### [DATA TO USE]
[start]

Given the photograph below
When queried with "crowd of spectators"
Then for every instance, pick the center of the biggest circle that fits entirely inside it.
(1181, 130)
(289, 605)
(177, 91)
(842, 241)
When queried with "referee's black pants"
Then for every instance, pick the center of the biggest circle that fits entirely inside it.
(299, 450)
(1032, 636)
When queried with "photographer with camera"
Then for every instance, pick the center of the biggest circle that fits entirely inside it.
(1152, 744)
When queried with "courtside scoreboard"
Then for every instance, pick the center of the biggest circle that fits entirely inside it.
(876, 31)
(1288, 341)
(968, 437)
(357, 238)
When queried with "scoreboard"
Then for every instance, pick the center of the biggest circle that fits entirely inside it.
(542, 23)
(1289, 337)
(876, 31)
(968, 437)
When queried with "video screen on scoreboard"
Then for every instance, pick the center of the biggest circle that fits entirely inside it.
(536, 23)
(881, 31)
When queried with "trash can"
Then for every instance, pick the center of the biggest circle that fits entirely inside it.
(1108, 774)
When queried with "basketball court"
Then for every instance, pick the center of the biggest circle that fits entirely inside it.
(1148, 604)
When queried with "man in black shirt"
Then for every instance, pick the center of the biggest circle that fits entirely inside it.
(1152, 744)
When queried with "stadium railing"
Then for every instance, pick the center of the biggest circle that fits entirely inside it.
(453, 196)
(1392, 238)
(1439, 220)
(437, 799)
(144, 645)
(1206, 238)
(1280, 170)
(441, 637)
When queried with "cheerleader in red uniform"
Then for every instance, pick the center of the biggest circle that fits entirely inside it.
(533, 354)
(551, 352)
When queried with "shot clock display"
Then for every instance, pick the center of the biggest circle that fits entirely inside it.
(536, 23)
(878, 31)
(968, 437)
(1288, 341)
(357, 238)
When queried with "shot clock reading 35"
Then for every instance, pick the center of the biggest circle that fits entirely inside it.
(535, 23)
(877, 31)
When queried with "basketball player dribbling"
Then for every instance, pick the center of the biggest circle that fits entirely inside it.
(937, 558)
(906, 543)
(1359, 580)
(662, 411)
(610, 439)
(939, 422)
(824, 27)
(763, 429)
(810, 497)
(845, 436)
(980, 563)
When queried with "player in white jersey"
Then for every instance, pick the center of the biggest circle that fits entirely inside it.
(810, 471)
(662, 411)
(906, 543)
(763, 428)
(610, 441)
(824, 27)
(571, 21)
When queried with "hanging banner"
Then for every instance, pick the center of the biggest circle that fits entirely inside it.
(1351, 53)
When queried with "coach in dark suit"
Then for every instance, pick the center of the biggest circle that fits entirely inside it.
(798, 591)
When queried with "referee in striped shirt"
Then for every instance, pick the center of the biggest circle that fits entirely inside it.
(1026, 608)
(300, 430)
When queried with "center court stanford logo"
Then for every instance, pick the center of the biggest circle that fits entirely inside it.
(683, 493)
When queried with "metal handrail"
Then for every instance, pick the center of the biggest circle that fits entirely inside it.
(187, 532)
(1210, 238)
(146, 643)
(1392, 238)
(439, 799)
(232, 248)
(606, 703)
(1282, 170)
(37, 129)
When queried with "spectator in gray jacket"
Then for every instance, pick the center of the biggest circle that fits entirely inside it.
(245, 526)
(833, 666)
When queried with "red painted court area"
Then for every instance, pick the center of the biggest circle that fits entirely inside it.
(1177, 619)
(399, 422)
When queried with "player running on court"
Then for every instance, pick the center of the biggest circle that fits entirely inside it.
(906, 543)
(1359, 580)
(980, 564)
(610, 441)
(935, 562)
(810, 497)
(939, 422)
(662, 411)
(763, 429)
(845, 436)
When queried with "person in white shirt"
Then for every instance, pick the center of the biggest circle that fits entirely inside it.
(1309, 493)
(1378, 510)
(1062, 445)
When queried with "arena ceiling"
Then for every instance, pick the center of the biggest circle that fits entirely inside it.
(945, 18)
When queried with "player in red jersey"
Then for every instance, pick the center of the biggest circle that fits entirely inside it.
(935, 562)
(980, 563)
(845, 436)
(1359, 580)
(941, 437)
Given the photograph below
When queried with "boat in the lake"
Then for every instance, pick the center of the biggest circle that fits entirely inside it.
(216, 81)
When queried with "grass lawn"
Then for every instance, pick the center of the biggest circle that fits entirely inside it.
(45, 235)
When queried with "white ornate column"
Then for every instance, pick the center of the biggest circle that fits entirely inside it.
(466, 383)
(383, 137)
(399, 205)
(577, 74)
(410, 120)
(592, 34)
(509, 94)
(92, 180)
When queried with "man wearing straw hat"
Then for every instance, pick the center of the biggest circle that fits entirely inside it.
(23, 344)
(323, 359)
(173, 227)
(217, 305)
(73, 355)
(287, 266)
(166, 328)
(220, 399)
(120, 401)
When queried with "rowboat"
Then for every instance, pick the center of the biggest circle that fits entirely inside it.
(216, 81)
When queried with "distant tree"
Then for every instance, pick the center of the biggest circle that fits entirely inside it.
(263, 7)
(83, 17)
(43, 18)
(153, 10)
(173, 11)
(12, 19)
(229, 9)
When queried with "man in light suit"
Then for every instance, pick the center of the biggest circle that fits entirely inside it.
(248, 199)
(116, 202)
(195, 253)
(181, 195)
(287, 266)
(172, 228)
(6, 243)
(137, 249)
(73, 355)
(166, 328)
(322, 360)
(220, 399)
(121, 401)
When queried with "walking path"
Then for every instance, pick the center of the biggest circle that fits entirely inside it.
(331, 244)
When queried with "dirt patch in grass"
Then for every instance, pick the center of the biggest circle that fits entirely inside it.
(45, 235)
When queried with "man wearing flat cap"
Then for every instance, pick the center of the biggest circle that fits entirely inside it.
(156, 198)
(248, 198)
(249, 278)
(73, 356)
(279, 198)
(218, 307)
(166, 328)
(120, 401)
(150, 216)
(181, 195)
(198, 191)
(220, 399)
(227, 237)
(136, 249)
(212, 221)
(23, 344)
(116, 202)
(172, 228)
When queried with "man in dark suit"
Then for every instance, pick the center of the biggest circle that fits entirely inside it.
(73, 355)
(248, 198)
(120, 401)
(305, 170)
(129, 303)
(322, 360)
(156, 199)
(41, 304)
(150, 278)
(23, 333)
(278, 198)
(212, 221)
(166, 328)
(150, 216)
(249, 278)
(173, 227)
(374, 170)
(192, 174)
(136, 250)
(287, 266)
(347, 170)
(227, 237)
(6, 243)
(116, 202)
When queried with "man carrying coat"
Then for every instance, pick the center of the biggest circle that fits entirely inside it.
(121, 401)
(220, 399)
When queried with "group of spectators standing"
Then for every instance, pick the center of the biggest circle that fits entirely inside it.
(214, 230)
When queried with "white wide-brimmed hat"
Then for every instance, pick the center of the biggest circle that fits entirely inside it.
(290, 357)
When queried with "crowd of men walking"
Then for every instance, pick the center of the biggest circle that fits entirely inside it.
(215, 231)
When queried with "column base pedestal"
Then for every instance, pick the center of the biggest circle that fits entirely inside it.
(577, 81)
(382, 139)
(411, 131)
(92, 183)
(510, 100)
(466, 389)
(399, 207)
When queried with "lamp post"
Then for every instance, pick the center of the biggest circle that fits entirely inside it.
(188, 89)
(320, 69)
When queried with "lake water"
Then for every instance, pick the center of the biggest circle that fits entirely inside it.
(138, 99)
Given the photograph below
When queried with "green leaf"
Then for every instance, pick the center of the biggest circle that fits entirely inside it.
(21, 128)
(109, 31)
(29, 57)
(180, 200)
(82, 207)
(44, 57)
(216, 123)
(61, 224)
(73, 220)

[end]

### [INSTRUCTIONS TO FOLLOW]
Quote each line of the listing above exactly.

### [SOLUTION TO THIS PROBLEM]
Given the photograph below
When queried with "crowd of spectators"
Then for every instance, pick the center of the biggest circle that fits entirely inside it.
(1181, 130)
(289, 605)
(177, 91)
(842, 241)
When queried with "referee's black pants"
Then for every instance, pick the center of the biggest circle that fits entirely inside it.
(299, 450)
(1032, 636)
When queried with "photographer with camera"
Then for every instance, pick the center of the biggest circle that fits entirely inside it.
(1152, 744)
When queried with "courtside scoreboard"
Then for every instance, pick the center of the biggest circle that fits entirely inside it.
(876, 31)
(1288, 341)
(968, 437)
(357, 238)
When queried with "scoreboard"
Then for every instance, pick the center of the biggest circle that fits entirely inside it.
(542, 23)
(1289, 337)
(876, 31)
(968, 437)
When queried with "video screen on scoreboard"
Then for every instance, pick the center of the biggest circle that fits entirely inside it.
(536, 23)
(881, 31)
When queried with "trash can"
Then for every instance, pick the center of the biggest circle that fits entirely inside it.
(1108, 774)
When queried with "basketball court"
Then for every instance, pick the center of the biggest circle that fits entirely inside it.
(1148, 604)
When queried with "man in black shirt"
Then for every instance, pick the center of the biggest circle that fits entirely inside it.
(1152, 744)
When queried with "stadium railing"
Then for every instance, pick the center of the biggest circle that fits entirely inside it.
(453, 196)
(1392, 238)
(1439, 220)
(437, 799)
(144, 645)
(1206, 238)
(1280, 170)
(441, 637)
When queried with "cheerleader in red uniform"
Then for every instance, pick the center of the biggest circle that fits entirely inside it.
(533, 354)
(551, 352)
When queried with "shot clock display"
Then for every instance, pick the center of the biggest circle that fits entirely inside it.
(536, 23)
(878, 31)
(968, 437)
(1288, 341)
(357, 238)
When queried with "shot clock reading 35"
Then for every instance, pick the center of the biggest circle that fits entirely inside it.
(535, 23)
(877, 31)
When queried with "basketball player dribbling"
Then for every instance, pick the center of the biggest circle that fits entirely inside it.
(937, 558)
(906, 543)
(1359, 580)
(662, 411)
(610, 439)
(939, 422)
(824, 27)
(763, 429)
(810, 497)
(845, 436)
(980, 563)
When queried with "player in white jersey"
Then for every instance, pick the center of the biggest circle that fits entirely inside it.
(810, 471)
(662, 411)
(906, 543)
(763, 428)
(610, 441)
(824, 27)
(571, 21)
When queried with "hanging banner"
Then for every instance, pick the center of the biggest circle that fits entirely inside it.
(1351, 53)
When queried with "coach in dark suit"
Then for every instance, pick the center of the biggest circle that fits entirely inside it.
(798, 591)
When queried with "referee in striped shirt"
Then for every instance, pick the center of the biggest circle that fits entirely inside it.
(1026, 608)
(300, 430)
When queried with "center court stanford logo"
Then for every instance, pick the center of the biggest circle that fits entirely inside it.
(683, 493)
When queried with "metal handrail"
Then for every instance, pick the center of the biggest circle that fits entirely inside it.
(187, 532)
(1210, 238)
(146, 643)
(1392, 238)
(439, 799)
(232, 248)
(606, 703)
(1282, 170)
(37, 129)
When queried with "spectator in gray jacket"
Then for every instance, pick the center of the biggest circle that fits entirely inside it.
(245, 526)
(833, 666)
When queried with "red painted court area"
Then for every instance, pick the center of the biggest circle that fits entirely inside it.
(1177, 619)
(399, 422)
When queried with "player running on court"
Then for every instance, pick the center of the biggest circle that fits entirely inside it.
(906, 543)
(1359, 580)
(980, 564)
(610, 441)
(935, 562)
(810, 497)
(939, 422)
(662, 411)
(763, 429)
(845, 436)
When queried with "person in white shirt"
Then for every instance, pick the center of the biggest circle that fits entirely inside it.
(1309, 493)
(1378, 510)
(1062, 445)
When queried with "arena ceiling"
Then for every instance, pick the center of the biggest circle that fits entirely inside it.
(945, 18)
When queried with "player in red jersey"
Then for every instance, pick the center of the biggest circle that fits entirely inside it.
(935, 562)
(980, 563)
(845, 436)
(1359, 580)
(941, 437)
Given the photograph below
When queried with "boat in the lake"
Then for every instance, pick the center of the biggest circle that fits entirely inside it.
(216, 81)
When queried with "grass lawn"
Then for every instance, pick the center of the biggest circle that fits entirely inside it.
(45, 235)
When queried with "white ornate column"
Then for every instance, pick the center of the biggest circle that fits entirely inside it.
(466, 383)
(383, 137)
(399, 205)
(577, 74)
(410, 120)
(592, 34)
(509, 94)
(92, 180)
When queried with "man wearing straw hat"
Then for every instance, pick the center of the biggest circle that fits entirely inside it.
(23, 344)
(323, 359)
(173, 227)
(217, 305)
(73, 355)
(287, 266)
(166, 328)
(220, 399)
(120, 401)
When queried with "rowboat"
Then for every instance, pick the center of the biggest circle that fits entirely inside it.
(216, 81)
When queried with "distant tree"
Then for every instance, pick the center of the biggest circle that fits entirely inside it.
(263, 7)
(83, 17)
(43, 18)
(153, 10)
(173, 11)
(12, 19)
(229, 9)
When queried with "man in light suit"
Then for every instance, pick the center of the biggest circle that fits entirely inside it.
(248, 199)
(116, 202)
(195, 253)
(181, 195)
(287, 266)
(172, 228)
(6, 243)
(137, 249)
(73, 355)
(166, 328)
(322, 360)
(220, 399)
(121, 401)
When queried with "walking path"
Then for every instance, pick the center of the biggest circle that fits entirely inside it.
(331, 244)
When queried with "dirt patch in grass"
Then for every instance, pick the center of the biggest circle that fits entirely inside it.
(45, 235)
When queried with "man wearing flat cap"
Then for every instance, pick the center of the biggest circle that fits entirely inside it.
(156, 198)
(248, 198)
(249, 278)
(73, 356)
(279, 198)
(218, 307)
(166, 328)
(120, 401)
(150, 216)
(181, 195)
(198, 191)
(220, 399)
(227, 237)
(136, 249)
(212, 221)
(23, 344)
(116, 202)
(172, 228)
When queried with "man in dark suit"
Then for every instance, pick the center of the biggest circle that fits entirely inside it.
(73, 355)
(248, 198)
(120, 401)
(305, 170)
(129, 303)
(322, 360)
(156, 199)
(41, 304)
(150, 278)
(23, 333)
(278, 198)
(212, 221)
(166, 328)
(150, 216)
(249, 278)
(173, 227)
(374, 170)
(192, 174)
(136, 250)
(287, 266)
(347, 170)
(227, 237)
(6, 243)
(116, 202)
When queried with "man carrying coat"
Then for every instance, pick the center of the biggest circle that fits entirely inside it.
(121, 401)
(220, 399)
When queried with "group of spectators standing"
Then for every instance, pick the center of the biggest circle that fits entirely inside it.
(214, 230)
When queried with "white wide-brimmed hat"
Then for every instance, pick the center of the biggest circle that fits entirely inside it.
(290, 357)
When queried with "crowd of men walking"
Then for every instance, pick the center of the biggest circle that fits entirely inside it.
(215, 231)
When queried with "column base pedestal"
Then for every instance, pick the center of the biggest circle that fits entirely inside it.
(577, 81)
(382, 139)
(411, 131)
(92, 183)
(510, 100)
(466, 389)
(399, 207)
When queried with "lamp post"
Then for every instance, pick the center of the biggest circle that fits entirely inside it.
(188, 89)
(320, 69)
When queried with "lake water"
Then for every instance, pick the center of the biggest circle that fits entirely inside it.
(138, 99)
Given the photograph below
When queried with "green leaf"
Then for every instance, pick the center of the biggest circle that fits entirely inside it.
(21, 128)
(109, 31)
(29, 57)
(180, 200)
(82, 207)
(44, 57)
(216, 123)
(61, 224)
(73, 220)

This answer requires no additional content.